Reading text =>
# Gloves Vs. Mittens



## Felice (Jul 3, 2008)

We will be heading to Alberta soon and they typically very low temperatures. I know from last season that my old Grandoe ski gloves will not do the trick. My dilemma now is whether or not to purchase new gloves or a new pair of mitts. 

I've heard of some brands being better for overall warmth; I have some arthritis in my hands so keeping them warm and protected is very important. Advice would be appreciated.

Thank you

p.s. I've heard of the following brands: HESTRA, SWANY, LEVEL, GRANDOE. Any specific references to these products would be most helpful.


----------



## Flick Montana (Jul 9, 2007)

Mittens are a lot warmer and work well with glove liners. You can also buy mittens in which the top fold down and there are finger covers inside. Not as warm though.


----------



## jmacphee9 (Nov 11, 2008)

i wear liners with goretex gloves and i like em alot, nice and toasty. but the warmest will definetly be a good pair of mittens and liners are only going to help..


----------



## Guest (Dec 15, 2008)

warm- gloves

cold- mitts

see the other glove thread for a link for kick-ass rei mitts that are bombproof for $50.


----------



## Guest (Dec 15, 2008)

mandreas mitens.


----------



## T.J. (Aug 28, 2007)

abe_froman said:


> warm- gloves
> 
> cold- mitts


QTF. :thumbsup:


----------



## Guest (Dec 15, 2008)

I was thinking about mittens last year, but then i got these: Pow Assault (in black) and frankly, a lot of the time I don't even need the liners. Not sure that I rode below 10F after I got them last year though.









20k waterproofing definitely made me love life tho.


----------



## Guest (Dec 16, 2008)

definitely mittens. I used to have gloves and always screwed up my hands/wrists when I crashed. With mittens, its much easier and quicker to make a fist and my hand injuries have basically disappeared. However, I would suggest a pair of mittens with a zipper so you can still use your fingers if needed.


----------



## Flick Montana (Jul 9, 2007)

You shouldn't fall on your hands regardless of what you're wearing. Although, I'm sure a plaster cast will keep your hands nice and toasty.


----------



## Guest (Dec 16, 2008)

i NEED wiggle room for my fingers and toes. mittens and tight boots are a huge irritation for me


----------



## Flick Montana (Jul 9, 2007)

If your boots are loose then you will have control issues, problems with heel lift, maybe irritating from rubbing and potentially lots of pain from pressure points. Snug boots isn't an option when boarding. It's common sense.


----------



## NYCboarder (Jan 26, 2008)

steiner said:


> i NEED wiggle room for my fingers and toes. mittens and tight boots are a huge irritation for me


well if you wear mittens you have more wiggle room lol.. without mittens you have each finger enclosed tightly


----------



## Guest (Dec 16, 2008)

Recorded data =>
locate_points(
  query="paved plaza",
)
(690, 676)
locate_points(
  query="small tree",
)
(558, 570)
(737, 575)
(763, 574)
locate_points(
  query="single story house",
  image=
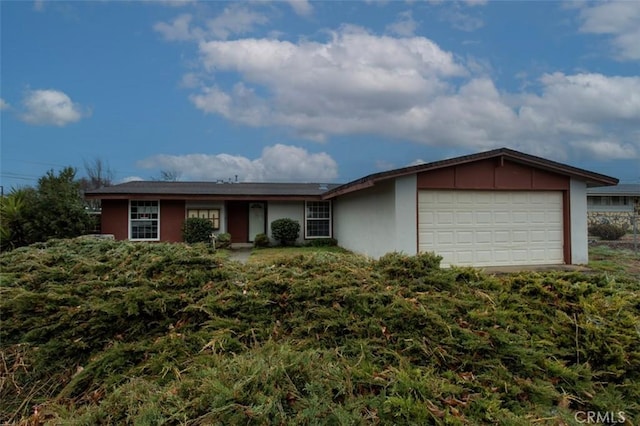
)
(613, 204)
(500, 207)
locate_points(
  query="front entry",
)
(245, 220)
(256, 220)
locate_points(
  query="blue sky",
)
(314, 91)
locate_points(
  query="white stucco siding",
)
(406, 214)
(578, 208)
(286, 209)
(364, 221)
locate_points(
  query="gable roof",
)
(211, 190)
(591, 178)
(623, 189)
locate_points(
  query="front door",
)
(238, 221)
(256, 220)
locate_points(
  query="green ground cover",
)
(104, 332)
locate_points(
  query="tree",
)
(57, 209)
(98, 175)
(14, 229)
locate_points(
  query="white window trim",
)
(129, 222)
(306, 219)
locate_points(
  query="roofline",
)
(613, 194)
(199, 197)
(516, 156)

Task prompt => Copy the gloves-versus-mittens thread word for word, starting at "# Gloves Vs." and ending at "pair of mitts.". The records play no part in what comes next.

Answer for this exercise =>
# Gloves Vs. Mittens



## Felice (Jul 3, 2008)

We will be heading to Alberta soon and they typically very low temperatures. I know from last season that my old Grandoe ski gloves will not do the trick. My dilemma now is whether or not to purchase new gloves or a new pair of mitts.